**Task instructions:** Write out every line of the rows below without any changes, but leave the pictures out.

**Exercise data:**

+ + + +

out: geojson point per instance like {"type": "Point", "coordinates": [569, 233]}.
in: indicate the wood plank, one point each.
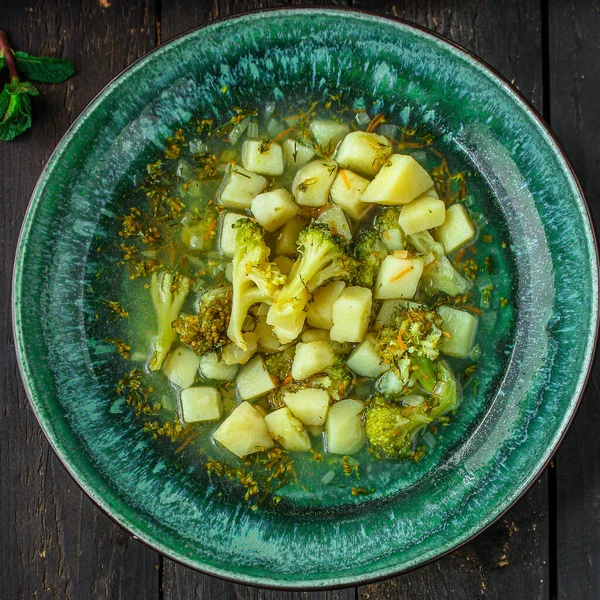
{"type": "Point", "coordinates": [509, 560]}
{"type": "Point", "coordinates": [573, 93]}
{"type": "Point", "coordinates": [179, 581]}
{"type": "Point", "coordinates": [54, 542]}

+ + + +

**Full output:**
out: geojson point per instance like {"type": "Point", "coordinates": [569, 233]}.
in: indicate the wood plank, one point each.
{"type": "Point", "coordinates": [509, 560]}
{"type": "Point", "coordinates": [573, 93]}
{"type": "Point", "coordinates": [179, 581]}
{"type": "Point", "coordinates": [54, 542]}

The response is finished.